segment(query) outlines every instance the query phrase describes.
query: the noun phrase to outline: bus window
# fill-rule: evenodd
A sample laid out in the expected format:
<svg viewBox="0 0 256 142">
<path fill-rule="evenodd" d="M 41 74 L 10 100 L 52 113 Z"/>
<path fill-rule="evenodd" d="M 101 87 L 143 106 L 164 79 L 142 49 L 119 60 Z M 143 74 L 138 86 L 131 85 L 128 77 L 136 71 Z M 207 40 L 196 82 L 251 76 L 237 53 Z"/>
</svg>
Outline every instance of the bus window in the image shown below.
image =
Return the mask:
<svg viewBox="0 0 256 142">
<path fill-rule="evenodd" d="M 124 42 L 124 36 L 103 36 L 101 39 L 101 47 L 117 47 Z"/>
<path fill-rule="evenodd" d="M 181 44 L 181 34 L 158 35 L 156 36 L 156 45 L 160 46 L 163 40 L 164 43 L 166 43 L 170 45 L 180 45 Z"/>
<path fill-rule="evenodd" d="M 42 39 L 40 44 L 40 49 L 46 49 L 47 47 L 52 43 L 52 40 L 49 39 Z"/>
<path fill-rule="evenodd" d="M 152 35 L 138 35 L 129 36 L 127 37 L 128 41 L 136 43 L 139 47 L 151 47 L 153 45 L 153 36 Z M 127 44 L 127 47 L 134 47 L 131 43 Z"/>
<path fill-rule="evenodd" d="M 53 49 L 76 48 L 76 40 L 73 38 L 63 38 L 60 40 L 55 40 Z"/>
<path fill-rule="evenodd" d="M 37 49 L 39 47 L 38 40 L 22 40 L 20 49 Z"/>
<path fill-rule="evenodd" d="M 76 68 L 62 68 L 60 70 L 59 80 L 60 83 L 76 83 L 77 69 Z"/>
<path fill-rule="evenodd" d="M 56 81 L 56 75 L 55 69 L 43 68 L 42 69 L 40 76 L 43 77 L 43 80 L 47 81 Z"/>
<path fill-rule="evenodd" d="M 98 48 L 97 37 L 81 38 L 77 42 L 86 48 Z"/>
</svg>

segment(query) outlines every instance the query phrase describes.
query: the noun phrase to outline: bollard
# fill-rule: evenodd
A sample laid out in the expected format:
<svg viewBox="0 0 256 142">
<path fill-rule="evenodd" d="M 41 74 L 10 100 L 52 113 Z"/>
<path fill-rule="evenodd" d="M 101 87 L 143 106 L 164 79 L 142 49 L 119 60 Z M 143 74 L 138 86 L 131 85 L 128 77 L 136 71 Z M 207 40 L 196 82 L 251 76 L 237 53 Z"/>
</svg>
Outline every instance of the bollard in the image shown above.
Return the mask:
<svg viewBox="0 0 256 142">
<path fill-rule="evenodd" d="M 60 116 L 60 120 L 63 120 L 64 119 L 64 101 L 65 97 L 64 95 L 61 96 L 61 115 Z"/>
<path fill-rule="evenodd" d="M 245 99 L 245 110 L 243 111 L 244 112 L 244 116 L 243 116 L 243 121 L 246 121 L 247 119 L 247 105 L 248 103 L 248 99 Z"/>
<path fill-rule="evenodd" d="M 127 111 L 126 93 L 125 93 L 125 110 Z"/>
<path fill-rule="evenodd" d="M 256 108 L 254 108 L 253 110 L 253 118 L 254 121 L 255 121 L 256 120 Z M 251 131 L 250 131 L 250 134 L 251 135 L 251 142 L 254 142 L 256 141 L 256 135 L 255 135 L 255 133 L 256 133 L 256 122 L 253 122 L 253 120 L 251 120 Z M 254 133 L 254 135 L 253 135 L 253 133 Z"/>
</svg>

What is asked:
Print back all the lines verbatim.

Solution:
segment(query) outlines every instance the query phrase describes.
query: the noun phrase to outline: bus window
# fill-rule: evenodd
A sample laid out in the expected format:
<svg viewBox="0 0 256 142">
<path fill-rule="evenodd" d="M 41 74 L 10 100 L 52 113 Z"/>
<path fill-rule="evenodd" d="M 101 87 L 143 106 L 164 79 L 142 49 L 119 60 Z M 143 74 L 138 86 L 131 85 L 128 77 L 136 71 Z M 207 40 L 196 82 L 251 76 L 237 53 Z"/>
</svg>
Outline every instance of the bus window in the image shown below.
image =
Return the mask:
<svg viewBox="0 0 256 142">
<path fill-rule="evenodd" d="M 124 42 L 124 36 L 103 36 L 101 39 L 101 47 L 117 47 Z"/>
<path fill-rule="evenodd" d="M 181 44 L 181 34 L 158 35 L 156 36 L 156 45 L 160 46 L 163 40 L 164 43 L 166 43 L 170 45 L 180 45 Z"/>
<path fill-rule="evenodd" d="M 42 39 L 40 44 L 40 49 L 46 49 L 47 47 L 52 43 L 52 40 L 49 39 Z"/>
<path fill-rule="evenodd" d="M 152 35 L 138 35 L 129 36 L 127 37 L 128 41 L 136 43 L 139 47 L 151 47 L 153 45 L 153 36 Z M 127 44 L 127 47 L 134 47 L 131 43 Z"/>
<path fill-rule="evenodd" d="M 53 49 L 76 48 L 76 40 L 73 38 L 63 38 L 60 40 L 55 40 Z"/>
<path fill-rule="evenodd" d="M 37 49 L 39 47 L 38 40 L 22 40 L 20 49 Z"/>
<path fill-rule="evenodd" d="M 76 68 L 62 68 L 60 70 L 59 80 L 60 83 L 76 83 L 77 69 Z"/>
<path fill-rule="evenodd" d="M 56 81 L 56 75 L 55 69 L 43 68 L 42 69 L 40 76 L 43 77 L 43 80 L 47 81 Z"/>
<path fill-rule="evenodd" d="M 98 48 L 97 37 L 81 38 L 77 42 L 86 48 Z"/>
</svg>

segment(query) outlines every instance the query phrase describes.
query: the noun phrase to outline: bollard
# fill-rule: evenodd
A sample laid out in the expected format:
<svg viewBox="0 0 256 142">
<path fill-rule="evenodd" d="M 41 74 L 10 100 L 52 113 Z"/>
<path fill-rule="evenodd" d="M 101 87 L 143 106 L 164 79 L 142 49 L 119 60 Z M 143 74 L 138 86 L 131 85 L 128 77 L 136 71 Z M 207 40 L 196 82 L 251 76 L 237 53 Z"/>
</svg>
Outline every instance of the bollard in the image shown above.
Return the mask:
<svg viewBox="0 0 256 142">
<path fill-rule="evenodd" d="M 60 116 L 60 120 L 63 120 L 64 119 L 64 101 L 65 97 L 64 95 L 61 96 L 61 115 Z"/>
<path fill-rule="evenodd" d="M 245 99 L 245 110 L 243 111 L 244 112 L 244 116 L 243 116 L 243 121 L 246 121 L 247 119 L 247 105 L 248 103 L 248 99 Z"/>
<path fill-rule="evenodd" d="M 127 111 L 126 93 L 125 93 L 125 110 Z"/>
<path fill-rule="evenodd" d="M 256 108 L 254 108 L 253 110 L 253 118 L 254 121 L 255 121 L 256 120 Z M 251 131 L 250 131 L 250 134 L 251 135 L 251 142 L 254 142 L 256 141 L 256 135 L 255 135 L 255 133 L 256 133 L 256 122 L 253 122 L 253 120 L 251 120 Z M 254 133 L 254 135 L 253 135 L 253 133 Z"/>
</svg>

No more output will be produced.